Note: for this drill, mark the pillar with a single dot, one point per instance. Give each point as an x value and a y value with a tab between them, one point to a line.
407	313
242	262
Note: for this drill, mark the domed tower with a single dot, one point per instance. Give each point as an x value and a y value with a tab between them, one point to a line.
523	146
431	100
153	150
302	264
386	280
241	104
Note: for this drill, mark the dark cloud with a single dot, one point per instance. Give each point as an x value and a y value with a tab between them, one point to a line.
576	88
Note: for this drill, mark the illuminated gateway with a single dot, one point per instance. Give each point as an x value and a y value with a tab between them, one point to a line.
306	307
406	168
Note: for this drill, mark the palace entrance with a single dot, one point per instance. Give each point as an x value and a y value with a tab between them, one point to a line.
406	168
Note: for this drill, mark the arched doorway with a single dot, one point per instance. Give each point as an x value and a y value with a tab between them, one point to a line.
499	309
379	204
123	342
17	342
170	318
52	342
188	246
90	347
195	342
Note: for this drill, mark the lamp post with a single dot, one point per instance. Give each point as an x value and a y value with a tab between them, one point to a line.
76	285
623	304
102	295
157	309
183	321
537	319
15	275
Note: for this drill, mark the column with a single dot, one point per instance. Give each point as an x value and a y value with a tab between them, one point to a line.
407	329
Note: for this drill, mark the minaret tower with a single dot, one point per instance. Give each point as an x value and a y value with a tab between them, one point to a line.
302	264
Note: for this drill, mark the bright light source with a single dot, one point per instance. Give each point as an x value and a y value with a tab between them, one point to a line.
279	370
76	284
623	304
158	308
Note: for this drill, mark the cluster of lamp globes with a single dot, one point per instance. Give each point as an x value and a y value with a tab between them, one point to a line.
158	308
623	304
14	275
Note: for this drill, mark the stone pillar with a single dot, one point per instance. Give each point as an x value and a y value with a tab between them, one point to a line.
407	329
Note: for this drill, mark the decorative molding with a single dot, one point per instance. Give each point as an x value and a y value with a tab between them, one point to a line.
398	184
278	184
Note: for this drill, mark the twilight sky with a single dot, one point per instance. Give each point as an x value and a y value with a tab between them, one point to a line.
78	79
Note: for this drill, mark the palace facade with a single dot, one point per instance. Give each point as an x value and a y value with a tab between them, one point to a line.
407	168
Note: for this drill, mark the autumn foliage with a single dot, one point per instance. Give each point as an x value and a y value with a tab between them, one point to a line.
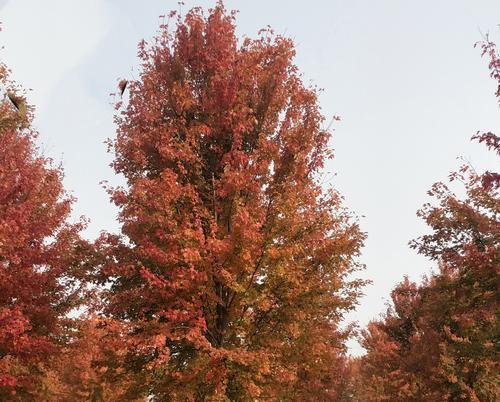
439	341
234	265
39	256
231	272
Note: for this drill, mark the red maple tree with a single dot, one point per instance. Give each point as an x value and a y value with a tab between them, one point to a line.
38	254
438	341
231	271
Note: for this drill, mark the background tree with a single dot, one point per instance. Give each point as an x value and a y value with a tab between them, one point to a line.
39	253
232	268
440	340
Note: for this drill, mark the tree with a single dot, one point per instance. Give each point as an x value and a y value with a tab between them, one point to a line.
231	271
438	341
38	254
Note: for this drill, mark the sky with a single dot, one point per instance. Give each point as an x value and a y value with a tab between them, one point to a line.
403	76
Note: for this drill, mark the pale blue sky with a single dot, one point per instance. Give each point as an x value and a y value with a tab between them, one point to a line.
403	75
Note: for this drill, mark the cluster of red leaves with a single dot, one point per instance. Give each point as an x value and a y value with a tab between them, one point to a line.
232	271
230	276
439	341
39	254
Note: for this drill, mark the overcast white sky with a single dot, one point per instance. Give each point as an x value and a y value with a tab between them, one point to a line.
403	75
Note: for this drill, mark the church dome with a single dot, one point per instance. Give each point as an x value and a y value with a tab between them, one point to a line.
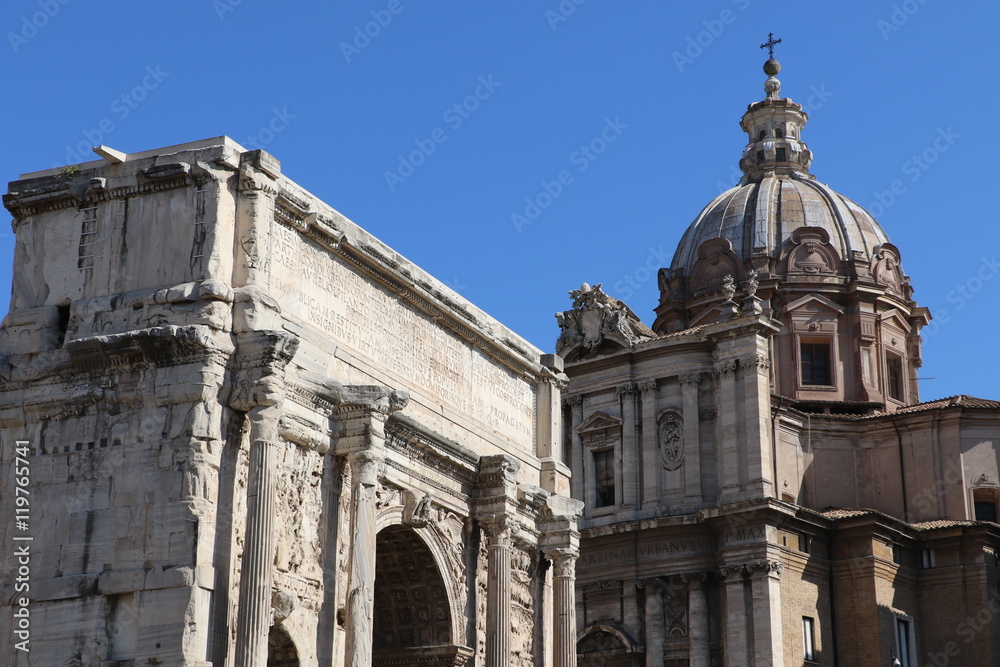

——————————

Print the records word for word and exclude any picture they hold.

Note: for this drill, mark the pillar with a single dot, one point per instance. Give each point as an x value and a y value with a tab between them, one point to a line.
407	313
242	262
Note: for this drill, mark the domed tower with a single dot, one point per instance. Give each point as an x value and a y value with a tab between them, one point to a line.
523	146
431	100
153	150
302	264
386	280
241	104
Note: for this drill, mark the dark cloud with a single dot, one point per instance. Give each point as an x value and a y value with a tab between them, one point to a line.
576	88
Note: for this drill, mark the illuminated gateway with a single dot, one point per instance. Give each point as an x value and a y value with a tab between them, one point to a line.
306	307
406	168
Note: for this drill, mark the palace entrance with a single dot, one point per instance. Give each point as an x value and a y value with a tab between them, one point to a line.
406	168
Note: for this drill, mark the arched doorway with a single dot, one point per instance. Give each point as an x value and a y value with a tab between them, one point to a line.
499	309
379	204
123	342
17	342
170	318
52	342
188	246
90	347
195	342
Note: for this drill, mark the lamp post with a single dot, one point per instance. Give each point as an x value and a y value with a tab between them, one point to a line.
76	285
623	304
102	295
157	309
183	321
537	319
15	275
Note: for this drill, mark the column with a single dot, one point per instance. Give each point as an x value and a y value with a tab between them, one point to a line.
407	329
Note: for this drill, mark the minaret tower with a single dot, one point per instance. Give each point as an x value and a y value with a tab between them, one point to a line.
302	264
Note: for this drill, mark the bright light source with a single dot, one point per instance. Give each point as an x value and a y value with a tab between them, one point to a line.
279	370
76	284
623	304
158	308
Note: for this drill, mark the cluster of lamp globes with a single dot, one point per instance. Give each point as an x value and a y value with a tab between them, one point to a line.
158	308
623	304
14	275
Note: for this drill, mark the stone pillar with a single dot, one point per instance. Give each point as an x value and a y value with a tab between them, one point to a line.
407	329
Note: for this drill, mark the decorative molding with a single dot, one point per instance. Give each point as an x value and a y value with a tab between them, one point to a line.
398	184
278	184
Note: for this drill, mark the twilight sky with a single dot, one point per instance. Give each point as an x value and a y value with a tab between them, one point to a line.
78	79
Note: for this drill, mark the palace facade with a single dot, one point per instance. Give each point as an x value and a y value with a tab between them, one point to a line.
407	168
Note: for this drill, mark the autumn foliage with a single dot, one point per instance. Give each point as an x value and a y value with a tab between them, one point to a line.
439	341
234	265
39	256
231	272
Note: for this drill, mark the red maple tree with a single dot, one point per instance. Give each point as an x value and a y value with a tab between them, one point to a line.
38	254
438	341
231	271
Note: for this drill, mark the background tree with a single dot, one point per instance. Give each point as an x value and a y value with a tab between them, one point to a line.
39	253
232	268
440	340
Note: for this drill, mark the tree with a single dot, one point per instance. Give each point as an x value and a y value with a tab between them, one point to a line.
231	271
438	341
38	254
Note: for this drill, mark the sky with a single dot, one point per instance. Give each point as an x value and a y value with a tab between them, one point to a line.
403	76
Note: for this drill, mark the pale blue sky with a single dot, one point per instance. Give each point as an x value and a y value with a tab between them, one point to a line.
403	75
Note: for this drill, mark the cluster of red leaves with a single dot, one point per instance. Give each point as an x value and a y value with a tab between them, one point to a line.
232	271
230	276
439	341
39	254
Note: for this drill, mark the overcast white sky with a single dot, one point per instance. Give each point as an x value and a y value with a tab between them, one point to a line.
403	75
Note: for this drill, mark the church dome with a single dot, one point per instance. Give each point as an x value and a y value with a tab between them, one point to a line.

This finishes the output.